**Goal of the exercise**
In this data, count the lines in which "item" appears and give only that number.

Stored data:
⁂

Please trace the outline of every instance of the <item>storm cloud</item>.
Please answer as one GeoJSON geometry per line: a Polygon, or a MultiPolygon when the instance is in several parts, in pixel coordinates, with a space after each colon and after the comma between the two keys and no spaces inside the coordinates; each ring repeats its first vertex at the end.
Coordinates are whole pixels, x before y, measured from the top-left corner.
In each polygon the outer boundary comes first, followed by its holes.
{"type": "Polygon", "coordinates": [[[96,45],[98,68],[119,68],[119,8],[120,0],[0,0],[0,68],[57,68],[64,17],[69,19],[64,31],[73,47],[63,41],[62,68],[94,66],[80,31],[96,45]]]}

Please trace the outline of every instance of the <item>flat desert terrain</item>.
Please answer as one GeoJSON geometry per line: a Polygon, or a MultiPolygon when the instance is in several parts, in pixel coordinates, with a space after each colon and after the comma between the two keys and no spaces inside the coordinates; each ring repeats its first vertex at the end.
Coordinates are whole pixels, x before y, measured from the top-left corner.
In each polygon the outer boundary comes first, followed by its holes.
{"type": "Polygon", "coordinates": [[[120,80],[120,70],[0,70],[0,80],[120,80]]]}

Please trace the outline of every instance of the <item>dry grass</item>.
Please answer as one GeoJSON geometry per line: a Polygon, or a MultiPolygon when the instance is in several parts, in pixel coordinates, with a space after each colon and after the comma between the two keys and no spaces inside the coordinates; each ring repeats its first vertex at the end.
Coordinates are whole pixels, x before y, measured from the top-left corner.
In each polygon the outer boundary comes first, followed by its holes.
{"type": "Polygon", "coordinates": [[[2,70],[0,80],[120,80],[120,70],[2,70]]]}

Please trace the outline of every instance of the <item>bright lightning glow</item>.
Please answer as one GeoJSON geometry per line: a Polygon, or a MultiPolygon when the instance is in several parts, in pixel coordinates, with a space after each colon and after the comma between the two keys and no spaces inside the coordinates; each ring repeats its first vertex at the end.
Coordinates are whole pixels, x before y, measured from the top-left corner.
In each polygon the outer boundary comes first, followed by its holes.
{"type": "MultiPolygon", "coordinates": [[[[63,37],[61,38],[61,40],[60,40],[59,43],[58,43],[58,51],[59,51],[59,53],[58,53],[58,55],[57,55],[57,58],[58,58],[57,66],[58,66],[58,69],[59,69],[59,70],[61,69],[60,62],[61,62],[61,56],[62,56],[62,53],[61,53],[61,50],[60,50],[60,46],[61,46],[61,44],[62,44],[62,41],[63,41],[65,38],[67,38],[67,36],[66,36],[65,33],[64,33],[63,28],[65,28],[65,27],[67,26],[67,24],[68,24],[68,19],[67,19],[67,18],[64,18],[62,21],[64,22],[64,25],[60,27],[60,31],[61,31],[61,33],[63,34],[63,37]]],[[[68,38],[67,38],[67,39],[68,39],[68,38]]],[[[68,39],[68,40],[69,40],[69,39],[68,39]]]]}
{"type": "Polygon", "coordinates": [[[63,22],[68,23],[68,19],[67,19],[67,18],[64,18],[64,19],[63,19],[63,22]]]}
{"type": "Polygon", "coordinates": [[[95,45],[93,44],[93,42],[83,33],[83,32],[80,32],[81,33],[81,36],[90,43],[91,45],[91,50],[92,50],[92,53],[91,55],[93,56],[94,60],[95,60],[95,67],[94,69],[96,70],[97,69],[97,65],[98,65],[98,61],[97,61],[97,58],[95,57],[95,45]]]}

⁂

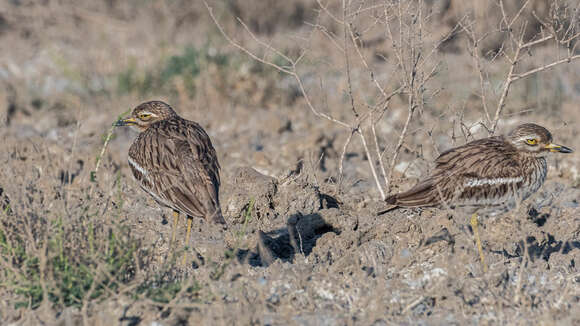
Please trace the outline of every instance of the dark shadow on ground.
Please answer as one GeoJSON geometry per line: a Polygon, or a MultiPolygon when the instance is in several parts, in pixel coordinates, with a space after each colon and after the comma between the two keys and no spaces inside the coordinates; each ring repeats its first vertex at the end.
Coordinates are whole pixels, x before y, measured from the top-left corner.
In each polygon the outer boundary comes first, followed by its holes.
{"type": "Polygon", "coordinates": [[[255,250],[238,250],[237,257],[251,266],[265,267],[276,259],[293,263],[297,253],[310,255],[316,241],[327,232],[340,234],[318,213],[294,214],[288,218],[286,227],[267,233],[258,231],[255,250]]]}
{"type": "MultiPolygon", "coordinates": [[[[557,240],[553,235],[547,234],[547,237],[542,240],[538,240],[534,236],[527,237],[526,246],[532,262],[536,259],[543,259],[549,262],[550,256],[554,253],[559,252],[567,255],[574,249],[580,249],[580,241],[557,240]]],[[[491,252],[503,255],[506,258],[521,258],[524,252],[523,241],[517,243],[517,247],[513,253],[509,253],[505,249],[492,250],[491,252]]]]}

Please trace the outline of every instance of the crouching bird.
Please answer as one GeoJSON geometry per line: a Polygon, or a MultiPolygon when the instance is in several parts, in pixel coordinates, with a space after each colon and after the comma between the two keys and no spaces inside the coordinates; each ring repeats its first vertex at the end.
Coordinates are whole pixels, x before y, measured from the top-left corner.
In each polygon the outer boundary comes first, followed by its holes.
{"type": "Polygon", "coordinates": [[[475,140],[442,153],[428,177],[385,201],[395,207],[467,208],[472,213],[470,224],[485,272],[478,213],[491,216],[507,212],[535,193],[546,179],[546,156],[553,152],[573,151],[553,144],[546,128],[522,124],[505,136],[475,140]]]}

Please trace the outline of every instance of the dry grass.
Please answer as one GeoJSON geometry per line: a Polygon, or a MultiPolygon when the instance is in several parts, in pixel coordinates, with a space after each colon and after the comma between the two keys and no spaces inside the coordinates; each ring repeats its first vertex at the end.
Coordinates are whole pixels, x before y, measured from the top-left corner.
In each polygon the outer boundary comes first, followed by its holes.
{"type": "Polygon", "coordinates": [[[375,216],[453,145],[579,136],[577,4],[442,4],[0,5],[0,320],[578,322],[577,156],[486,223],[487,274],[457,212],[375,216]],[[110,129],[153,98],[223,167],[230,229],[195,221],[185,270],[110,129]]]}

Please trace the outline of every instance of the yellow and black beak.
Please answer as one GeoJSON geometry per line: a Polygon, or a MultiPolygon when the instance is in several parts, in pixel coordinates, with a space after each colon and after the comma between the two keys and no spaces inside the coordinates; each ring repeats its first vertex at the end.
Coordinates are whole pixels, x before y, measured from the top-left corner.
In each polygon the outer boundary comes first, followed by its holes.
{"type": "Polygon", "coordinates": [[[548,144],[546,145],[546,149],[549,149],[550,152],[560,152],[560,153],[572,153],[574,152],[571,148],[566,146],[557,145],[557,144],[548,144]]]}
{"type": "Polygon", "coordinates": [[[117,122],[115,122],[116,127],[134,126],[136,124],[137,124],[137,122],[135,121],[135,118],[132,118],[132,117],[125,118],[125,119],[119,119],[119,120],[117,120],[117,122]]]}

⁂

**Response below**
4